-- DATA RECORDS follows --

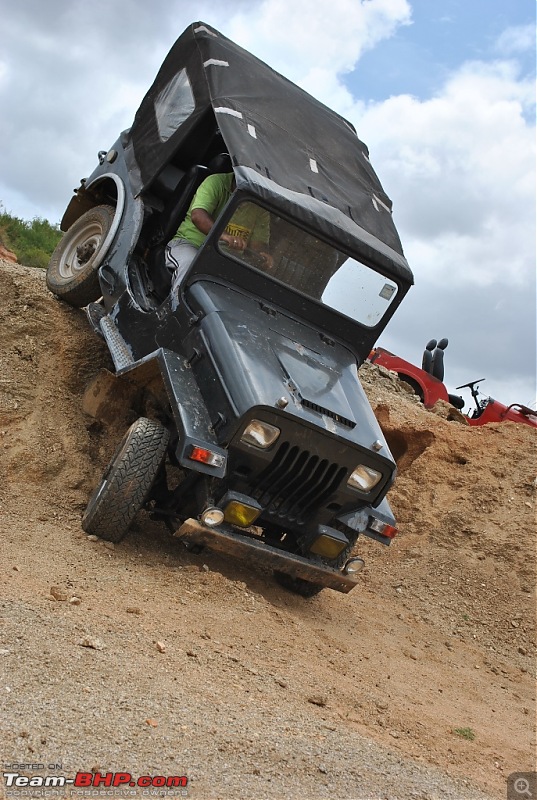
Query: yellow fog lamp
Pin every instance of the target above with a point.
(364, 478)
(329, 542)
(239, 509)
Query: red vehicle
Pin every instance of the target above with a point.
(427, 382)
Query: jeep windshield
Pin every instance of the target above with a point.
(267, 242)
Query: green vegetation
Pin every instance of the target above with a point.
(465, 733)
(32, 242)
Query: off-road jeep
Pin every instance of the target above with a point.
(251, 367)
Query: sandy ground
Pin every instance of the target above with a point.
(145, 658)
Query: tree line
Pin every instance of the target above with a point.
(32, 242)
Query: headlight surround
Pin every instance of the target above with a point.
(364, 478)
(260, 434)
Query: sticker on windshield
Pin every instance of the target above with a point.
(387, 291)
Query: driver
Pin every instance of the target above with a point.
(249, 227)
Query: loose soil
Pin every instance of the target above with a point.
(146, 658)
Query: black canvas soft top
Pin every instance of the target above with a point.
(285, 146)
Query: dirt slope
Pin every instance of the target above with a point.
(201, 667)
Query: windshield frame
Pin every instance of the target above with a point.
(212, 263)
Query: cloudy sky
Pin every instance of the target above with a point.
(442, 92)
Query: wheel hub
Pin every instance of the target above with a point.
(85, 251)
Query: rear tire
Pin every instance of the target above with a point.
(127, 480)
(72, 271)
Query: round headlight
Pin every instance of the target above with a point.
(212, 517)
(364, 478)
(260, 434)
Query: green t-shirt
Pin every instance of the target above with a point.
(249, 222)
(211, 196)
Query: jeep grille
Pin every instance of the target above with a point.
(296, 483)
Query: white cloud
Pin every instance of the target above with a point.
(313, 43)
(460, 168)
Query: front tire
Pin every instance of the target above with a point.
(127, 481)
(72, 271)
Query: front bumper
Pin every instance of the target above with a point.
(226, 539)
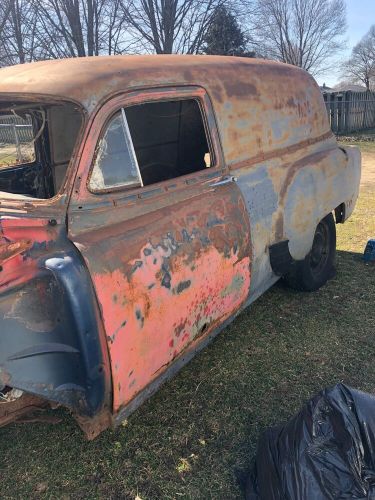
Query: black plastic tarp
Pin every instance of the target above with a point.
(327, 451)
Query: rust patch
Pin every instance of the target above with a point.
(14, 410)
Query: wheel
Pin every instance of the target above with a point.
(319, 264)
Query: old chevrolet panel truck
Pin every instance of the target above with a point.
(160, 195)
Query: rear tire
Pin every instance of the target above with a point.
(318, 266)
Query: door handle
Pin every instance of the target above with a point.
(224, 180)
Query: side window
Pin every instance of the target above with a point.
(151, 142)
(16, 141)
(115, 162)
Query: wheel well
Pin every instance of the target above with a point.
(340, 213)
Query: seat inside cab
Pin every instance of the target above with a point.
(36, 146)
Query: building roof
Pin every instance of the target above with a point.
(88, 80)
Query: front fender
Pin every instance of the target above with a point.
(51, 341)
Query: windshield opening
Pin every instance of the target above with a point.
(36, 146)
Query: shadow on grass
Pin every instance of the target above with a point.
(194, 437)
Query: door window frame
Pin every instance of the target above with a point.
(83, 194)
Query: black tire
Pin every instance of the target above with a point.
(319, 265)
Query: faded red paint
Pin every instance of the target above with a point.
(148, 327)
(17, 238)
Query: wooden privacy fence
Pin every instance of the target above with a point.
(350, 111)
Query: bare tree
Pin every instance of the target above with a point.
(360, 68)
(170, 26)
(74, 28)
(305, 33)
(18, 36)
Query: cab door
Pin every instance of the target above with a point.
(163, 230)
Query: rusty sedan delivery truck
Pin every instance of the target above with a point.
(158, 197)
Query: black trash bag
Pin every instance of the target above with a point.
(327, 451)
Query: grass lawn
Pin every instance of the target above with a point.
(197, 436)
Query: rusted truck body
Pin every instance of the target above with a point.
(165, 194)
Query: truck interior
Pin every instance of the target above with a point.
(36, 146)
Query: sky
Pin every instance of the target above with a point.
(360, 16)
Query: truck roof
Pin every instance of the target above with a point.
(88, 80)
(262, 106)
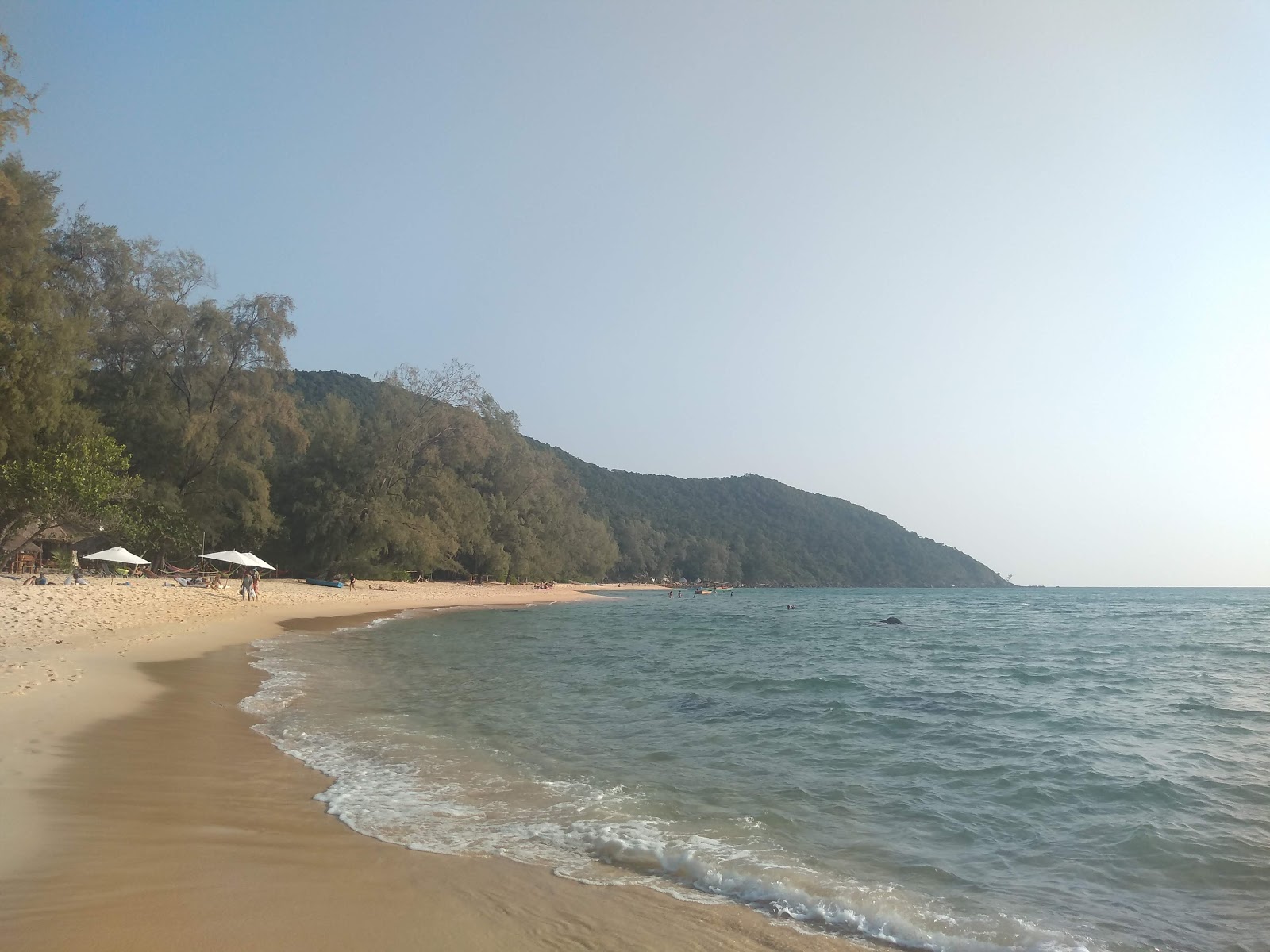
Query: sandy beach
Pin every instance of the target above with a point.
(143, 812)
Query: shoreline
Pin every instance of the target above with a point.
(70, 657)
(159, 805)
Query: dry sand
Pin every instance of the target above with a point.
(139, 812)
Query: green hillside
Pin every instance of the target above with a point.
(736, 528)
(761, 531)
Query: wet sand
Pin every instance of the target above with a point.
(175, 825)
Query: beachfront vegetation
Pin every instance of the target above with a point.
(137, 406)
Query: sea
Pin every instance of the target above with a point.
(1049, 770)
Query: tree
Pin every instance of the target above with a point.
(44, 347)
(80, 484)
(194, 389)
(17, 105)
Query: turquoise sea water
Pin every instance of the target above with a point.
(1024, 770)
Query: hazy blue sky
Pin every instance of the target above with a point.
(1000, 271)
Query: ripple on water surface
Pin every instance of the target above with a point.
(1035, 770)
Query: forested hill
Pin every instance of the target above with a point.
(761, 531)
(137, 410)
(737, 528)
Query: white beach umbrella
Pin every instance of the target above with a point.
(118, 555)
(229, 555)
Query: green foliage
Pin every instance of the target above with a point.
(753, 530)
(17, 105)
(42, 344)
(197, 390)
(418, 471)
(429, 473)
(84, 482)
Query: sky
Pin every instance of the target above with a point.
(999, 271)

-- DATA RECORDS concluded --

EXERCISE PROMPT - Say again, word for word, the lines beginning at the top of the data and ending with the line that has "Query: round headlight". Skip the pictures.

WRITTEN REPLY -
Query: yellow fog lamp
Pin every instance of the target above with a point.
(364, 478)
(329, 542)
(239, 509)
Query: red vehicle
Pin every instance of the target above with a point.
(427, 382)
Query: jeep windshield
Pin every instance of the target above with a point.
(267, 242)
Query: green vegetation
Pin every instance of the target above with a point.
(465, 733)
(32, 242)
Query: off-road jeep
Pin every instance of the target above with a point.
(251, 367)
Query: sandy ground
Pin every instance of the target above with a point.
(145, 658)
Query: tree line
Pin every instance of the target above with a point.
(32, 242)
Query: headlight surround
Pin every instance of the target above with a point.
(364, 478)
(260, 434)
Query: sticker on windshield
Pin every instance of the target above with a point.
(387, 291)
Query: driver
Pin every instance of the target above with a point.
(249, 227)
Query: loose soil
Pin every instance of the target above with a point.
(146, 658)
Query: black canvas soft top
Pin every instance of the target above with a point.
(285, 146)
Query: dirt slope
Pin every instance of the target above with a point.
(201, 667)
Query: windshield frame
Pin every instance of the target above with a point.
(212, 263)
Query: cloudy sky
Pin every instance of the target above with a point.
(442, 92)
Query: wheel hub
Pin every instance of the target above with a point.
(85, 251)
Query: rear tire
Pin every instance of the target above with a point.
(127, 480)
(72, 271)
Query: round headlight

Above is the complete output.